MATERIAL TO PROCESS:

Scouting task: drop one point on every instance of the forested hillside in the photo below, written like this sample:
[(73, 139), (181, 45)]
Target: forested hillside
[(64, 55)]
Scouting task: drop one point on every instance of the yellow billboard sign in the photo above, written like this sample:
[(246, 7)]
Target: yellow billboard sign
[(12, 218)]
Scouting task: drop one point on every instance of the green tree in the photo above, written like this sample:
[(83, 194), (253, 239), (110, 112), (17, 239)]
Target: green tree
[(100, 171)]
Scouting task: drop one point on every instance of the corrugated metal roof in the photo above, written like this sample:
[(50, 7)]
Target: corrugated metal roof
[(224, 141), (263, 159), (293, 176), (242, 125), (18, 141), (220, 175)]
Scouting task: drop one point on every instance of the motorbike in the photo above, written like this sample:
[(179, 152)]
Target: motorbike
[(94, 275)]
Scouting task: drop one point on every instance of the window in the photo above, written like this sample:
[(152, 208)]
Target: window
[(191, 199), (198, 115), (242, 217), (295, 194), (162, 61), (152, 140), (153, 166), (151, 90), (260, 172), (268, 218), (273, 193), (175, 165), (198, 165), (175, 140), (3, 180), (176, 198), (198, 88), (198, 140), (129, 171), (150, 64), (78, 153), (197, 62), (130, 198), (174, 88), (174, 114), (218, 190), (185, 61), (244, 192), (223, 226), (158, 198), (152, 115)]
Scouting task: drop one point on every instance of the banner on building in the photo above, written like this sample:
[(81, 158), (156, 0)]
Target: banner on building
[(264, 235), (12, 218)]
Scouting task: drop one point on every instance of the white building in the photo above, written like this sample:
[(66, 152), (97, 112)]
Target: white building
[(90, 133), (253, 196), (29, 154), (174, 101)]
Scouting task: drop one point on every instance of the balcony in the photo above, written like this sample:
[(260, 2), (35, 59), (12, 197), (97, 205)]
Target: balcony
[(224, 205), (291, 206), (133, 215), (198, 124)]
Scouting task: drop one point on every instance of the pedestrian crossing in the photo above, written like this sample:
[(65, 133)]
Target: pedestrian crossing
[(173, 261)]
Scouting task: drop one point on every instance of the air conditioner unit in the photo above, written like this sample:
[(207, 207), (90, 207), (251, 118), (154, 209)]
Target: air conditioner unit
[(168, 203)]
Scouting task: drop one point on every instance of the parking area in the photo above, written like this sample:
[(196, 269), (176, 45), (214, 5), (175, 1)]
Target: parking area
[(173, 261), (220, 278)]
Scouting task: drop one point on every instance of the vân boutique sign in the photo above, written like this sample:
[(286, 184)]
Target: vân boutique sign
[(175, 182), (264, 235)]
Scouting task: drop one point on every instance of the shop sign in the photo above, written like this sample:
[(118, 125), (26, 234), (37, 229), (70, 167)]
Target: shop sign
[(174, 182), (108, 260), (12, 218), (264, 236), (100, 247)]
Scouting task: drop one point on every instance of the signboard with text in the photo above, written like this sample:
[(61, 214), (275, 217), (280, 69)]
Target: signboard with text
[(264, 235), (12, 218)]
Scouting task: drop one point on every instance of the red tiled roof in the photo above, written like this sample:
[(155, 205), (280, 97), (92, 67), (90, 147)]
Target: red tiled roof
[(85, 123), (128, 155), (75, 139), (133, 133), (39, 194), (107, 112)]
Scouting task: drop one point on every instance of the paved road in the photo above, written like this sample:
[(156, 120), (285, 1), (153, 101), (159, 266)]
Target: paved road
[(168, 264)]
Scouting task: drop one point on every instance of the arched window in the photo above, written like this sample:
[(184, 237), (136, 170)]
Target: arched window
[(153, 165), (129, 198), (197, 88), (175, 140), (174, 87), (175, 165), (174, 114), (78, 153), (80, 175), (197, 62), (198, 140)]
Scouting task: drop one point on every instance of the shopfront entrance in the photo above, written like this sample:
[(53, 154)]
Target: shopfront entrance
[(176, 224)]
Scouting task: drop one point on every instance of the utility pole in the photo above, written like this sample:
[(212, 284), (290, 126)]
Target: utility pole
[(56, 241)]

TO BE DONE:
Render every line of the data above as a Markdown table with the columns Row and Line. Number each row and leave out any blank lines.

SOLUTION BELOW:
| Row | Line |
|---|---|
| 1 | Scouting task: drop one point on every instance of the forested hillside in the photo below, written like this sample: |
| 2 | [(73, 139), (181, 45)] |
| 3 | Target: forested hillside |
| 4 | [(64, 55)] |
| 5 | Scouting task: drop one point on every instance of the yellow billboard sign in the photo above, written like this sample: |
| 6 | [(246, 7)] |
| 7 | Target: yellow billboard sign |
| 8 | [(12, 218)] |
| 9 | Scouting task: drop one point on every instance of the green tree in the photo above, written like this sample: |
| 10 | [(83, 194), (253, 239), (110, 112), (17, 239)] |
| 11 | Target: green tree |
| 12 | [(100, 171)] |
| 13 | Scouting task: drop one point on every instance of the corrugated metal roof in the photo above, written like this sample: |
| 14 | [(50, 7)] |
| 15 | Target: corrugated metal roof |
| 16 | [(224, 141), (263, 159), (293, 176), (242, 125), (18, 141), (220, 175)] |
| 17 | Scouting task: drop one point on every instance of the motorbike in the photo above, written like this sample: |
| 18 | [(179, 152)] |
| 19 | Target: motorbike |
| 20 | [(94, 275)] |
| 21 | Scouting task: drop one point on every instance of the window in the photo above, written like this sample: |
| 22 | [(152, 208)] |
| 23 | Target: window |
| 24 | [(191, 199), (198, 115), (242, 217), (295, 194), (162, 61), (152, 140), (153, 166), (151, 90), (260, 172), (268, 218), (273, 193), (175, 165), (198, 165), (175, 140), (3, 180), (176, 198), (198, 88), (198, 140), (129, 171), (150, 64), (78, 153), (197, 62), (130, 198), (174, 88), (174, 114), (218, 190), (185, 61), (244, 192), (223, 226), (158, 198), (152, 115)] |
| 25 | Scouting task: drop one point on every instance of the banner on building in the photo above, written like this sample: |
| 26 | [(81, 158), (156, 0)] |
| 27 | Target: banner on building |
| 28 | [(264, 235), (12, 218)] |
| 29 | Scouting task: drop one point on every instance of the white building in the photo above, written like this sample: |
| 30 | [(66, 152), (97, 112)] |
| 31 | Target: white building |
| 32 | [(90, 133), (253, 196), (29, 154), (174, 101)] |
| 33 | Scouting task: drop one point on every instance of the balcony in the photo above, written like this sample: |
| 34 | [(260, 2), (35, 59), (12, 197), (97, 205)] |
| 35 | Target: balcony |
| 36 | [(224, 205), (291, 206), (133, 215), (198, 124)] |
| 37 | Scouting task: drop one point on every instance of the pedestrian crossing in the photo above, written like this sample: |
| 38 | [(65, 133)] |
| 39 | Target: pedestrian crossing |
| 40 | [(173, 261)] |
| 41 | Scouting task: drop one point on every instance of the air conditioner unit in the photo above, written like this sample: |
| 42 | [(207, 207), (90, 207), (251, 118), (154, 209)] |
| 43 | Target: air conditioner unit |
| 44 | [(168, 203)] |
| 45 | Scouting task: drop one point on every instance of the parking area in the photo above, written like this sample: |
| 46 | [(196, 269), (176, 45), (214, 5), (175, 1)] |
| 47 | Target: parking area |
| 48 | [(173, 261), (220, 278)] |
| 49 | Scouting task: drop one point on every instance of the vân boutique sign in the photo above, written like this sample: |
| 50 | [(286, 184)] |
| 51 | Target: vân boutique sign |
| 52 | [(175, 182), (264, 235)] |
| 53 | Scouting task: drop one point on every instance of the shop sign in the photo above, written like this sample: |
| 54 | [(118, 125), (26, 234), (37, 229), (70, 167)] |
| 55 | Target: shop sign |
| 56 | [(174, 182), (108, 260), (12, 218), (264, 236), (100, 247)] |
| 57 | Scouting task: drop one point on every instance of the signboard with text in the photo above, written like this sample: |
| 58 | [(61, 214), (275, 217), (280, 69)] |
| 59 | Target: signboard with text |
| 60 | [(264, 235), (12, 218)] |
| 61 | Scouting task: drop one point on every instance of the red tiled roof in the photo above, written like this sample: |
| 62 | [(155, 205), (280, 97), (92, 67), (90, 147)] |
| 63 | Target: red tiled roof |
| 64 | [(85, 123), (128, 155), (75, 139), (133, 133), (39, 194), (107, 112)] |
| 65 | Scouting task: drop one point on every instance of the paved road in the photo above, written like this sample: |
| 66 | [(156, 120), (285, 1), (153, 101), (159, 266)] |
| 67 | Target: paved road |
| 68 | [(168, 264)] |
| 69 | Scouting task: drop one point on every instance of the arched window in the photo above, written like this sample: |
| 70 | [(184, 237), (136, 170)] |
| 71 | Target: arched window |
| 72 | [(153, 165), (129, 198), (197, 88), (175, 140), (174, 87), (175, 165), (174, 114), (78, 153), (80, 175), (197, 62), (198, 140)] |
| 73 | Scouting task: drop one point on every instance of the shopfront entrance in the photo above, written like this sample: |
| 74 | [(53, 154)] |
| 75 | Target: shopfront entrance |
| 76 | [(176, 224)] |
| 77 | Scouting task: drop one point on every instance of the utility pole in the photo above, written like this sample: |
| 78 | [(212, 284), (290, 126)] |
| 79 | Target: utility pole |
| 80 | [(56, 241)] |